_EXTRAIT FOURNI_:
________________________
Mais le bonheur est trop peu

Mais le bonheur est trop peu

Fidélité et rachat /10 - Il y a des seconds choix, qui font suite à un premier choix et que nous engageons au nom de l’agapè.

par Luigino Bruni

publié dans Avvenire le 05/06/2021

« Mais alors pourquoi augmenter le malheur d'être sur cette rive avec la nostalgie de l'autre ? »
Franz Kafka, Journal intime, 24 janvier 1922

Au cours de la rencontre nocturne entre Ruth et Booz, de nouvelles dimensions de la fidélité s'offrent à nous, mais aussi des aspects du droit selon le cœur des femmes : elles ont beaucoup à nous dire, elles qui tendent à ne pas séparer les biens matériels et les personnes, la richesse et la vie.
________________________
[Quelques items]
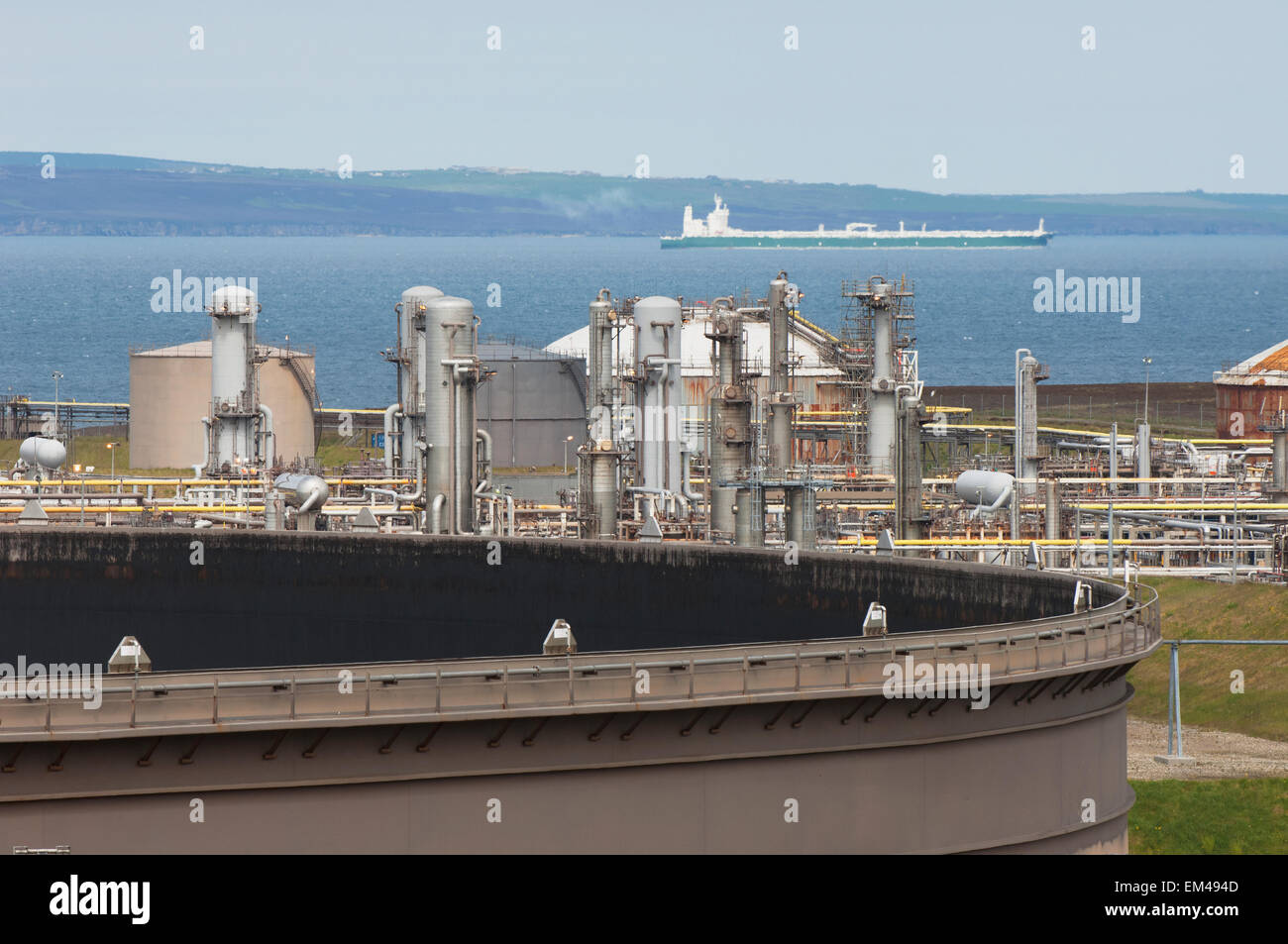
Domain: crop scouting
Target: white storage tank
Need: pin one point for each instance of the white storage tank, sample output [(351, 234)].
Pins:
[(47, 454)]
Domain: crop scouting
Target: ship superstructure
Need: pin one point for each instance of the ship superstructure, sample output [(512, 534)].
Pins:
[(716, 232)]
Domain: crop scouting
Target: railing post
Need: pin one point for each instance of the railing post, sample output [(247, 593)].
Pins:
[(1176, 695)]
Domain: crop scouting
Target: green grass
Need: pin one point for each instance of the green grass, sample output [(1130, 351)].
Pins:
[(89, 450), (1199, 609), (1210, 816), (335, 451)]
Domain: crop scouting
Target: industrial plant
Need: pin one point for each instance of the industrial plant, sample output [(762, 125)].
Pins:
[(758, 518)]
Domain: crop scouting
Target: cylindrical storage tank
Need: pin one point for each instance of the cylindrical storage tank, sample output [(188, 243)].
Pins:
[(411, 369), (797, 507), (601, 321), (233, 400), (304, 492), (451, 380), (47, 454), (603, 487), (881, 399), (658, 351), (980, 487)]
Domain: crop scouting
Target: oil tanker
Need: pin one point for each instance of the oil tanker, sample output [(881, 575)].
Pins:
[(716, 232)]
________________________
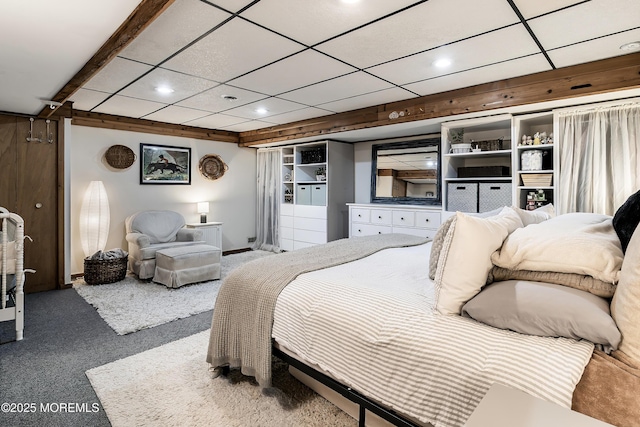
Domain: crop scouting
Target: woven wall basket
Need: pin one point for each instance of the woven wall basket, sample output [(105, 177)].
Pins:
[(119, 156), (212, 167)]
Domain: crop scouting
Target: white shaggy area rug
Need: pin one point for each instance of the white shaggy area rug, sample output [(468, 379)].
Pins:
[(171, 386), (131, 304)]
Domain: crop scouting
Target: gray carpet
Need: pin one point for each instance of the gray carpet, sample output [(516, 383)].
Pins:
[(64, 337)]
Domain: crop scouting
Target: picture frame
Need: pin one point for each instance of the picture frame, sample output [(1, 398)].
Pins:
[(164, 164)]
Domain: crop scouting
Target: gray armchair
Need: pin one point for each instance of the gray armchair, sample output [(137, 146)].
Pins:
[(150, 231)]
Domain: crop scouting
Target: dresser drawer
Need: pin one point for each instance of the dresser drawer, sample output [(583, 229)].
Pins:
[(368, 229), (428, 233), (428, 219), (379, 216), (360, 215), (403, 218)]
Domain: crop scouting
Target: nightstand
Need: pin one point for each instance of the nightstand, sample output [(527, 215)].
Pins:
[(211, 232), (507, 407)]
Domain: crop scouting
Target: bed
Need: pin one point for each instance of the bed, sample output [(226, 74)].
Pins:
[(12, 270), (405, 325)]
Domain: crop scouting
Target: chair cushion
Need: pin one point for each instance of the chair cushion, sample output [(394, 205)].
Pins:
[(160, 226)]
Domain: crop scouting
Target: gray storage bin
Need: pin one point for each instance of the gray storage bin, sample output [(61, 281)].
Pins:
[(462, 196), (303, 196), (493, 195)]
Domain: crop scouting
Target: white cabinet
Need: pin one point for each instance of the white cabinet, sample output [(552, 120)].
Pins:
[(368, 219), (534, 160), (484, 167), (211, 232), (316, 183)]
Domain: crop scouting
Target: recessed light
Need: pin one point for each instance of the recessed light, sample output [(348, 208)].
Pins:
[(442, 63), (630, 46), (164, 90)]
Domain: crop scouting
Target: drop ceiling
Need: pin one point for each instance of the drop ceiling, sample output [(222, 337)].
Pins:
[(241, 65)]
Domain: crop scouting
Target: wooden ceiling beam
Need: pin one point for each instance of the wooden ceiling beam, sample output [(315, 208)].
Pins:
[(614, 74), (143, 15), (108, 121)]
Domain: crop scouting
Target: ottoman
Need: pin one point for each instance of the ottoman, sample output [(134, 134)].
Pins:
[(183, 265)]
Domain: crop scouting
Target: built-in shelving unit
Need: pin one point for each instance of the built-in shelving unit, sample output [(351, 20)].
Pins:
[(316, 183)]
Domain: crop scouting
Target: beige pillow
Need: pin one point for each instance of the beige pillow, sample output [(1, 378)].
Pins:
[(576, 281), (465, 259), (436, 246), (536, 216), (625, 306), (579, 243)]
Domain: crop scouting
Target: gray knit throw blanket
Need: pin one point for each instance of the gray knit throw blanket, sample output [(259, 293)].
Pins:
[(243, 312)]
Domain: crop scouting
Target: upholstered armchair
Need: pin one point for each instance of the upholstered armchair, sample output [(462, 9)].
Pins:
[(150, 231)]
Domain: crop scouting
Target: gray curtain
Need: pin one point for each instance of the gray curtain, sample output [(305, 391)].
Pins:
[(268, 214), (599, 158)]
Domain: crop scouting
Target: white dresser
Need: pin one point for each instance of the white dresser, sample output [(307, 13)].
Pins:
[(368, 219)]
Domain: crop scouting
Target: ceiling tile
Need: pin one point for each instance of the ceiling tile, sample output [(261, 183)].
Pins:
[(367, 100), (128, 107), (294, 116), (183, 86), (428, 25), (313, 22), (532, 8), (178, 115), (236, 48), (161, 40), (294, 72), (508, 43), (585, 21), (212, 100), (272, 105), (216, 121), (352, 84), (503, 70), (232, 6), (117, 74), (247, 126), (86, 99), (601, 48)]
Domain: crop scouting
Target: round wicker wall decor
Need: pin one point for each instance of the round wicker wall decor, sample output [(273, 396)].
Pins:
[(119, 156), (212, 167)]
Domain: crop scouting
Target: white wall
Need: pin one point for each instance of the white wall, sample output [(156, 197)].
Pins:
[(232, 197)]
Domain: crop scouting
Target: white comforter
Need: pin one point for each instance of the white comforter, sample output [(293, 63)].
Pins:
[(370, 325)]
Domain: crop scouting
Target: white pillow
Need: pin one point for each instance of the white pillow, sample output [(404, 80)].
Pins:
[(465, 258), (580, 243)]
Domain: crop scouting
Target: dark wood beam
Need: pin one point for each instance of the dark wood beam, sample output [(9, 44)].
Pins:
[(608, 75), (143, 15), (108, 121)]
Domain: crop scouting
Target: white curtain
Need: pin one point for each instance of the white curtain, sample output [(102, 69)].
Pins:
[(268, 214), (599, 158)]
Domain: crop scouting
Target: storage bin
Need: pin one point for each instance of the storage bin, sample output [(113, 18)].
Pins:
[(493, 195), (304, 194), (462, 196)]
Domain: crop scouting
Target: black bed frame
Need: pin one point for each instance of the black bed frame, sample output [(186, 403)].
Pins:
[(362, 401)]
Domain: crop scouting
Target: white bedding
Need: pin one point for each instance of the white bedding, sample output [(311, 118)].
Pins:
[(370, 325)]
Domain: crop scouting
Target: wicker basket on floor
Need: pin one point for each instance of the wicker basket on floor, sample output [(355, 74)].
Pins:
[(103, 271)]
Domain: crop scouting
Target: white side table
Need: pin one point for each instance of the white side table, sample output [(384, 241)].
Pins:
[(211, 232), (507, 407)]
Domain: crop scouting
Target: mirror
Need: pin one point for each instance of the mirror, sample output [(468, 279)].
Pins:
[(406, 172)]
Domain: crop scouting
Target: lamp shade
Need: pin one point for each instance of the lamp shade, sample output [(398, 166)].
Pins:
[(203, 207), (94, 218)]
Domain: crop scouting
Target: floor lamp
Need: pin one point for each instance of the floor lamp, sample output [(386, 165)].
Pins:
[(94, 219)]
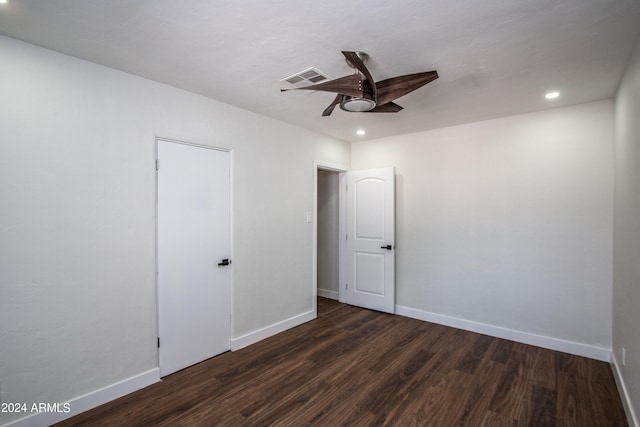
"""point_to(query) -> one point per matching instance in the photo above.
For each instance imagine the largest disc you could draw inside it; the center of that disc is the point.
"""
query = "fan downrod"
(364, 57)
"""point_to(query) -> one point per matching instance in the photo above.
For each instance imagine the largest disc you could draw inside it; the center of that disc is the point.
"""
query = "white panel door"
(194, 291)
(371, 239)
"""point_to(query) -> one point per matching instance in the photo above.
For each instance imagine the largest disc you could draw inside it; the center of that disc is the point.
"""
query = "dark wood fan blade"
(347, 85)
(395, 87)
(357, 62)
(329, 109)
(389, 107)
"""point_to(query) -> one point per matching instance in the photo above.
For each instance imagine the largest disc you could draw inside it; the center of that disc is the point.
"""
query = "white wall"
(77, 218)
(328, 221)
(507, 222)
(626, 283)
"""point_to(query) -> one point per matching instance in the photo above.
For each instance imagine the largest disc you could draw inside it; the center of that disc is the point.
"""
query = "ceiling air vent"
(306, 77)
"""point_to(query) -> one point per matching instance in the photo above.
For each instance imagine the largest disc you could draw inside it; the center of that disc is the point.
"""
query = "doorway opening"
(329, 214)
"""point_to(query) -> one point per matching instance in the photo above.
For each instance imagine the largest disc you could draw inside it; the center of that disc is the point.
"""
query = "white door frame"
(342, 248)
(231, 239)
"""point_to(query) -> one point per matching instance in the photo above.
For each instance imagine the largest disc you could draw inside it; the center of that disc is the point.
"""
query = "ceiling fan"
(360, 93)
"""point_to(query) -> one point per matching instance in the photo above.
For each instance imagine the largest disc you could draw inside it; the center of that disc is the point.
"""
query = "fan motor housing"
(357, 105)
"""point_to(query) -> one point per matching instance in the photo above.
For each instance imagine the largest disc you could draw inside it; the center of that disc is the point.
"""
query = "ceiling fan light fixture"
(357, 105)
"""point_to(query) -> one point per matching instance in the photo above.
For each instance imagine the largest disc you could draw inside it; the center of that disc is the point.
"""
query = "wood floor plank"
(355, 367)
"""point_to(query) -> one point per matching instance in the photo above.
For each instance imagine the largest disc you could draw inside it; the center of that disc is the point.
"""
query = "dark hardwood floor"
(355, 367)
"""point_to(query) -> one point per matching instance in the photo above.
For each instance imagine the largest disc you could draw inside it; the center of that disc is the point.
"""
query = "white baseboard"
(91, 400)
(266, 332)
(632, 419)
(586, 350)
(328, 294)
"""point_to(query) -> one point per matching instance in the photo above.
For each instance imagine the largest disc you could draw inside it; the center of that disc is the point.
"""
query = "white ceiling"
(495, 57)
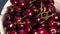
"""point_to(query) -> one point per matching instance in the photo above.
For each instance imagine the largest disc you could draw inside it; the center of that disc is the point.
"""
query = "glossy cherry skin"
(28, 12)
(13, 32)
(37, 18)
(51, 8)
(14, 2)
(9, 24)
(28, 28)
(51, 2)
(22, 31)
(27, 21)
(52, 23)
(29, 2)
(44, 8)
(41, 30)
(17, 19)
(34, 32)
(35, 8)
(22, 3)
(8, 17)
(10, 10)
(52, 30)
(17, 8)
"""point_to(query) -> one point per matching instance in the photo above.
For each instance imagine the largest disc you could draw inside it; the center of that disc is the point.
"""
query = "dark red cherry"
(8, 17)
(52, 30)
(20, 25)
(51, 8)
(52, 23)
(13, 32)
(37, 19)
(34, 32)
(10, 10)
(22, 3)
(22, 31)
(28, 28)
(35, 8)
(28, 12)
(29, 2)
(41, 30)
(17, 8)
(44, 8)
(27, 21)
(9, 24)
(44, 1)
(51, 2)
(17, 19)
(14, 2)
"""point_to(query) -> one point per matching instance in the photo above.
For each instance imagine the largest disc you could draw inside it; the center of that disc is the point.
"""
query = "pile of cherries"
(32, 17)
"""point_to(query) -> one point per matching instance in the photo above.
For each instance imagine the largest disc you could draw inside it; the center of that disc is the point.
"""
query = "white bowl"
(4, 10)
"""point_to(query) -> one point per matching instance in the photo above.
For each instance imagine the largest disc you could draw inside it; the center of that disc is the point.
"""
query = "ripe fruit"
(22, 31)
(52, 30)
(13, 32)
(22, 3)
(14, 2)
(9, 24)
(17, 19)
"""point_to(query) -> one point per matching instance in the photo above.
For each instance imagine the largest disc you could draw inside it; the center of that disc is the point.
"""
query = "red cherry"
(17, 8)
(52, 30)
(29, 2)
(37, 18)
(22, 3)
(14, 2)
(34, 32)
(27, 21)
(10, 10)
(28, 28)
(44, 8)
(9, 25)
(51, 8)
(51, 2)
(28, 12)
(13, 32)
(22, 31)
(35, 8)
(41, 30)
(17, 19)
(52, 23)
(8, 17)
________________________
_CONSIGNES_:
[1] Recopiez l'article sur Ruth et Booz de « Franz Kafka, Journal » à « richesse et la vie. ».
[2] Répondez à ces questions sur l'article sur Ruth et Booz :
(a) Dans quel journal l'article a-t-il paru ?
(b) De quel ouvrage de Franz Kafka la citation placée en exergue est-elle tirée ?
(c) Entre quels personnages a lieu la rencontre nocturne évoquée ?
[3] Rédigez la suite de l'article sur Ruth et Booz à partir de sa dernière phrase.

_RÉPONSES ATTENDUES_:
[1]
Franz Kafka, Journal intime, 24 janvier 1922

Au cours de la rencontre nocturne entre Ruth et Booz, de nouvelles dimensions de la fidélité s'offrent à nous, mais aussi des aspects du droit selon le cœur des femmes : elles ont beaucoup à nous dire, elles qui tendent à ne pas séparer les biens matériels et les personnes, la richesse et la vie.

[2]
(a) Dans Avvenire.
(b) De son Journal intime.
(c) Entre Ruth et Booz.

[3]
Il n'est pas facile de comprendre où se trouve la beauté dans la Bible, et ce qu'elle est réellement. Rebecca, Rachel, Judith, Bethsabée, Esther et Tamar étaient belles, elles étaient très belles, la reine de Saba était probablement d’une beauté sans pareille. Dans le Cantique des cantiques l’auteur appelle sa bien-aimée « ma toute belle ». Joseph et David étaient beaux, Moïse enfant aussi , Saül était magnifique, de même Absalom, le prince à la chevelure splendide : « Il n’y avait pas dans tout Israël un homme aussi beau qu’Absalom, ni plus admiré que lui. De la plante des pieds au sommet de la tête, on ne trouvait en lui aucun défaut. » (2 Sam 14, 25). Mais à côté de cette beauté qui ressemble à la nôtre, la Bible en révèle une autre, qui nous ouvre sur une dimension peut-être décisive de la vie. C’est elle qui nous invite à voir la beauté d’un berger (kalos) (Jn 10,11), à célébrer Marie comme "la toute belle", qui nous fait percevoir une beauté différente, y compris dans un crucifié « dont l’aspect ne présente aucun attrait. » (Is 53,2).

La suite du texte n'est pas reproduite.